Set down all of the data exactly as it appears.

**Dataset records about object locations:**
====================
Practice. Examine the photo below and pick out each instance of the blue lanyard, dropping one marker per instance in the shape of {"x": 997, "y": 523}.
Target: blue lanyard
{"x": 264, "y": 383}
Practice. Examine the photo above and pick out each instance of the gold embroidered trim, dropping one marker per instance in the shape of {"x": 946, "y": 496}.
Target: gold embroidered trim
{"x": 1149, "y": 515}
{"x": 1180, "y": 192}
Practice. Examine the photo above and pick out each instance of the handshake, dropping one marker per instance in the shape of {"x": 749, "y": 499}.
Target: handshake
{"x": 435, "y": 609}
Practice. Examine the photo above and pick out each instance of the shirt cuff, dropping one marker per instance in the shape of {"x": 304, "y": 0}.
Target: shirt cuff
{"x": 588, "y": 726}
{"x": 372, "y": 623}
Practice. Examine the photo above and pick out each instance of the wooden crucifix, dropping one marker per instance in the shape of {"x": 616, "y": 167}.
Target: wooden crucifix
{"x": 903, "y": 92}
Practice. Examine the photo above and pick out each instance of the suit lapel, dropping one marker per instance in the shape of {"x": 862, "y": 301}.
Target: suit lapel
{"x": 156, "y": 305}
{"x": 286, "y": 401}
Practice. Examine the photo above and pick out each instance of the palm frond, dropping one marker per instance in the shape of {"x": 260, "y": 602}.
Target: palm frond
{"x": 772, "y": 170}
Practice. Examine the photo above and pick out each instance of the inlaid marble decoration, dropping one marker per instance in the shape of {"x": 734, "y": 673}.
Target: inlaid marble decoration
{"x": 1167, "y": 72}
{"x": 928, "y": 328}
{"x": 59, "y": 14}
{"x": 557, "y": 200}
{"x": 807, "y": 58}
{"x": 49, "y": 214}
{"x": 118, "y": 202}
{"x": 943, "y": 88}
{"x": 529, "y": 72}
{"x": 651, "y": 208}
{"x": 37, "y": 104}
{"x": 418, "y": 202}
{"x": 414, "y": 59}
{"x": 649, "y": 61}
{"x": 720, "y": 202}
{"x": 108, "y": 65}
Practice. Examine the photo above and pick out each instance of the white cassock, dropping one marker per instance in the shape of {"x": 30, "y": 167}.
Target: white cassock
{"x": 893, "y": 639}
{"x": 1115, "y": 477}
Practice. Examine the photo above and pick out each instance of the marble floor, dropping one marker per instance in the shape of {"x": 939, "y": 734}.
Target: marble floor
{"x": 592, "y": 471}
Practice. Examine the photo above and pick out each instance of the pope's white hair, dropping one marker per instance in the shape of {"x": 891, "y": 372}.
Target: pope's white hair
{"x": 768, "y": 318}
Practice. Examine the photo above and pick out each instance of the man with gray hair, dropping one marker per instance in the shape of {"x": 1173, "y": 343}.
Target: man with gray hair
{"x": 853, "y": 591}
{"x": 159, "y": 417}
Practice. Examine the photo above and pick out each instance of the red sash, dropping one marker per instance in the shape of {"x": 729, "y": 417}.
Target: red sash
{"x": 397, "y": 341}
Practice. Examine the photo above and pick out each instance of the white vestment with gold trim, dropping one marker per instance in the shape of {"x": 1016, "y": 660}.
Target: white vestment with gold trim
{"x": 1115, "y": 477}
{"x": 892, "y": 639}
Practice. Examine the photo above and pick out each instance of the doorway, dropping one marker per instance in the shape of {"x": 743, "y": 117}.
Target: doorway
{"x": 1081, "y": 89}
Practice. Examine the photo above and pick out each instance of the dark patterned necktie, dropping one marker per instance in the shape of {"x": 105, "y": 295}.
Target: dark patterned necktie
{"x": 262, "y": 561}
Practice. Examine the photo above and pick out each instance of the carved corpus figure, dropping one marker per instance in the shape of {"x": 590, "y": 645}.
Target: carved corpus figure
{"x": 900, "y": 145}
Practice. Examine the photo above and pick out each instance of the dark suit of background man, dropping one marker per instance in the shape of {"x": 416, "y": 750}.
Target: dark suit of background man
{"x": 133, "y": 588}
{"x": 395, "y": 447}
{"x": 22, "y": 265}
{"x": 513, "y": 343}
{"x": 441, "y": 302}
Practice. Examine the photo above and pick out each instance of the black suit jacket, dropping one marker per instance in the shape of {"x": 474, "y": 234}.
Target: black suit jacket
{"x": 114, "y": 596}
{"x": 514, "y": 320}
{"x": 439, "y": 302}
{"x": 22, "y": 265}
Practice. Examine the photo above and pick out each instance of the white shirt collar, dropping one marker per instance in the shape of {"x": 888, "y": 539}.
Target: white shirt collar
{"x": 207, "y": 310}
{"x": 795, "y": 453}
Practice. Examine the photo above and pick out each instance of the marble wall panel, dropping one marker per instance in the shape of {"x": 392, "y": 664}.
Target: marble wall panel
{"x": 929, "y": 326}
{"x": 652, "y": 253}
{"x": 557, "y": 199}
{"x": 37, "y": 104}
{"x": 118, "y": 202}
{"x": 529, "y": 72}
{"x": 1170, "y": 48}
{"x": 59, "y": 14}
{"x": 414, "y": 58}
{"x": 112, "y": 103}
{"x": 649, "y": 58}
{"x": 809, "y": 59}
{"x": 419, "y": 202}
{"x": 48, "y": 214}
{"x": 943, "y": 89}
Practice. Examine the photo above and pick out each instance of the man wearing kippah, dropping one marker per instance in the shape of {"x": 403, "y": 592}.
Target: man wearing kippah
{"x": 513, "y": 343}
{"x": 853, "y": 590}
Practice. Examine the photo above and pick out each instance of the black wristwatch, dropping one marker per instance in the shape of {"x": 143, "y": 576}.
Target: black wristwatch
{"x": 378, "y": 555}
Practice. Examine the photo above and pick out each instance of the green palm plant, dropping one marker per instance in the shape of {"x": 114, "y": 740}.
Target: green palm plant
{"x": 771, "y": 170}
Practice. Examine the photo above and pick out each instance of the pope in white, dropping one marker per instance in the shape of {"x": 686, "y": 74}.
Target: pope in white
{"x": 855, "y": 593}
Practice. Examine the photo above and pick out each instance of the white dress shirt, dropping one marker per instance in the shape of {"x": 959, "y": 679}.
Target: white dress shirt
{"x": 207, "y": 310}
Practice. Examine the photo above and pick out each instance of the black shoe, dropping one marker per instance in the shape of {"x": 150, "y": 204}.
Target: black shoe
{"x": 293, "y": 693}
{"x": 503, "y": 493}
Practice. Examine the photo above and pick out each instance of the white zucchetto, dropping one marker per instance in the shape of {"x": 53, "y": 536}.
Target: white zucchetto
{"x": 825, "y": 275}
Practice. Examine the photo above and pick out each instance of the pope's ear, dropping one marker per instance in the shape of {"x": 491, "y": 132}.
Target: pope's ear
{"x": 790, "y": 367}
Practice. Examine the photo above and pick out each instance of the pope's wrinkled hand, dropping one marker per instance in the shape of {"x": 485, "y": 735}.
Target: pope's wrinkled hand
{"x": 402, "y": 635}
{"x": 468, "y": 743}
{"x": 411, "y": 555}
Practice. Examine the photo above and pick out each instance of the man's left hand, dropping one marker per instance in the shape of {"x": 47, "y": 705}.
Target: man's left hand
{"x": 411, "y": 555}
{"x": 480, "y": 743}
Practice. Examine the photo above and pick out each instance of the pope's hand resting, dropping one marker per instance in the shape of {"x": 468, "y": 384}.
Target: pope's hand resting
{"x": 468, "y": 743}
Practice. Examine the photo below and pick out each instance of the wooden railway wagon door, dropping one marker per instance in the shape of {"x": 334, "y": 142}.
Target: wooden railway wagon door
====================
**Answer in full:**
Practice. Examine the photo below and pick out each instance of the blue lanyard, dropping one marker per instance in the shape of {"x": 997, "y": 523}.
Target: blue lanyard
{"x": 264, "y": 383}
Practice. Examine the photo above and pick out each instance of the gold embroidered trim, dropping one marker per instance in the shape of {"x": 946, "y": 496}.
Target: gold embroidered trim
{"x": 1149, "y": 515}
{"x": 1180, "y": 192}
Practice. Examine the photo above and pick out each instance of the handshake, dropping one marker per instance in the shape of {"x": 749, "y": 499}.
Target: handshake
{"x": 435, "y": 609}
Practice. Examine the photo above and pick out each instance of the shirt cuff, dropping one marker per instance in the shape of {"x": 304, "y": 0}.
Target: shirt cuff
{"x": 588, "y": 726}
{"x": 372, "y": 623}
Practice. Examine the photo above and pick out each instance of the wooden crucifix, dropping one marker per instance in the shape of {"x": 616, "y": 167}.
Target: wooden crucifix
{"x": 903, "y": 92}
Practice. Examine the photo above and pick out each instance of the suit lapel, dropping one marker per instance in the shape of {"x": 862, "y": 301}.
Target: suit lapel
{"x": 156, "y": 305}
{"x": 286, "y": 401}
Practice. Examine the photo above and pick out each instance of the palm frond, dropping one marker per instance in the shape of {"x": 260, "y": 602}.
Target: palm frond
{"x": 772, "y": 170}
Practice. Examine the photo above and pick out each instance of the inlaid marble decoration, dropping one marker per instance in the shape of {"x": 734, "y": 673}.
Target: inlaid marble decoration
{"x": 1167, "y": 72}
{"x": 928, "y": 328}
{"x": 59, "y": 14}
{"x": 557, "y": 200}
{"x": 807, "y": 58}
{"x": 49, "y": 214}
{"x": 118, "y": 202}
{"x": 943, "y": 88}
{"x": 529, "y": 72}
{"x": 651, "y": 208}
{"x": 37, "y": 104}
{"x": 418, "y": 202}
{"x": 414, "y": 59}
{"x": 649, "y": 61}
{"x": 720, "y": 202}
{"x": 108, "y": 65}
Practice. Examine the photo above and pick out each instance of the white cassock, dropping one marker per instance in the shape of {"x": 30, "y": 167}.
Target: white cassock
{"x": 893, "y": 639}
{"x": 1115, "y": 477}
Practice. Examine the photo above and pick out each instance of the marble floor, dropping one marker per instance in the shape of {"x": 939, "y": 734}.
Target: marble floor
{"x": 592, "y": 471}
Practice. Examine the photo above and pick out each instance of the pope's white hair, dropping one marker per instance in the shape of {"x": 891, "y": 372}.
Target: pope's white hair
{"x": 768, "y": 318}
Practice. Examine the photo above and pick out each instance of the man with gray hair, dropping one marker per instance in the shape of {"x": 1173, "y": 343}.
Target: man with gray hair
{"x": 853, "y": 591}
{"x": 159, "y": 417}
Practice. Examine the photo above and pick out each instance of the red sash, dropping one marker per instance in the shape of {"x": 729, "y": 417}.
Target: red sash
{"x": 397, "y": 341}
Practice. Examine the photo above and pick out each instance of the white vestment with gold trim, dropping one marker per instance in the shape of {"x": 1016, "y": 660}.
Target: white vestment with gold trim
{"x": 1115, "y": 477}
{"x": 892, "y": 639}
Practice. Examine the photo above and pick out each instance of the doorway, dropping one marker per instance in the shape of {"x": 743, "y": 117}.
Target: doorway
{"x": 1081, "y": 89}
Practice. Examine the photo above and pick out each instance of the dark patterned necktie, dropping one marker per instance in the shape of {"x": 105, "y": 295}.
Target: dark patterned necktie
{"x": 262, "y": 561}
Practice. Examine the photo above and pick out each instance of the carved corpus figure, dropping one marker per instance in the shape of {"x": 590, "y": 645}.
Target: carved corpus figure
{"x": 900, "y": 145}
Practice. Examine the photo above and pick out each instance of the dark suit of background man, dropping one marker per instance in the shape of {"x": 416, "y": 750}.
Target: dark suit of background man
{"x": 133, "y": 588}
{"x": 395, "y": 447}
{"x": 22, "y": 265}
{"x": 513, "y": 343}
{"x": 441, "y": 302}
Practice. Examine the photo above and pick out each instance of the black suit jacket, dropping one marker per instance in the shape of {"x": 474, "y": 234}.
Target: black suit jacket
{"x": 114, "y": 596}
{"x": 514, "y": 320}
{"x": 439, "y": 302}
{"x": 22, "y": 265}
Practice. Examine the photo above and pick out each instance of the white shirt collar, dropping one marker per instance in the shape of {"x": 888, "y": 539}.
Target: white shirt collar
{"x": 207, "y": 310}
{"x": 795, "y": 453}
Practice. Examine the photo above and pick out each instance of the marble wall panel, dropping one marker per instance in the shape of {"x": 392, "y": 664}.
Target: marble wall panel
{"x": 929, "y": 326}
{"x": 652, "y": 253}
{"x": 557, "y": 199}
{"x": 37, "y": 104}
{"x": 118, "y": 202}
{"x": 529, "y": 72}
{"x": 1170, "y": 48}
{"x": 59, "y": 14}
{"x": 414, "y": 58}
{"x": 112, "y": 103}
{"x": 649, "y": 58}
{"x": 809, "y": 59}
{"x": 419, "y": 202}
{"x": 48, "y": 214}
{"x": 943, "y": 89}
Practice. Examine the photo above and pick out each instance of the man wearing kippah, dropping one marker per instance in the shape of {"x": 403, "y": 592}.
Target: man wearing kippah
{"x": 513, "y": 343}
{"x": 853, "y": 590}
Practice. Examine the photo above and pick out each instance of the black wristwatch, dropping one marker per instance in the shape of {"x": 143, "y": 576}.
Target: black wristwatch
{"x": 378, "y": 555}
Practice. Examine the photo above and pick out each instance of the green palm plant, dropping one marker per instance in the shape of {"x": 114, "y": 740}.
Target: green palm plant
{"x": 771, "y": 170}
Practice. Examine the photo above and pick out each instance of the pope in white, dropping one marker per instance in the shape of {"x": 686, "y": 74}.
Target: pope in white
{"x": 855, "y": 593}
Practice. Examine the photo above and pick out each instance of the white dress shirt, dropping one marker per instance in the shape of {"x": 959, "y": 679}.
Target: white dress shirt
{"x": 207, "y": 310}
Practice. Examine the photo above and pick out each instance of the black shoe, dropping one marker per instance in the shape of {"x": 150, "y": 204}.
Target: black shoe
{"x": 293, "y": 693}
{"x": 503, "y": 493}
Practice. Examine the photo above and pick out each instance of the white zucchetto, dropping one marker per instance in the shape of {"x": 53, "y": 536}.
Target: white zucchetto
{"x": 825, "y": 275}
Practice. Examine the photo above and pick out each instance of the pope's ear, dropping one marker per instance in the shape of {"x": 491, "y": 132}.
Target: pope's ear
{"x": 790, "y": 367}
Practice. Examine the photo above and pick out each instance of the pope's wrinkled hand, dropping one marker per instance in the shape of {"x": 485, "y": 735}.
Target: pope's wrinkled hand
{"x": 402, "y": 635}
{"x": 468, "y": 743}
{"x": 411, "y": 555}
Practice. Examine the photo above and pick out each instance of the man's left hand, dropping one marker per instance in the shape of {"x": 47, "y": 705}.
Target: man's left hand
{"x": 411, "y": 555}
{"x": 480, "y": 743}
Practice. Examine the photo above and pick out each instance of the pope's hand resting, dropping one marker per instance in the shape of {"x": 468, "y": 384}.
Target: pope's hand resting
{"x": 468, "y": 743}
Practice. Examine the photo below and pick out each instance of the wooden railway wagon door, dropping one marker per instance in the shape of {"x": 334, "y": 142}.
Target: wooden railway wagon door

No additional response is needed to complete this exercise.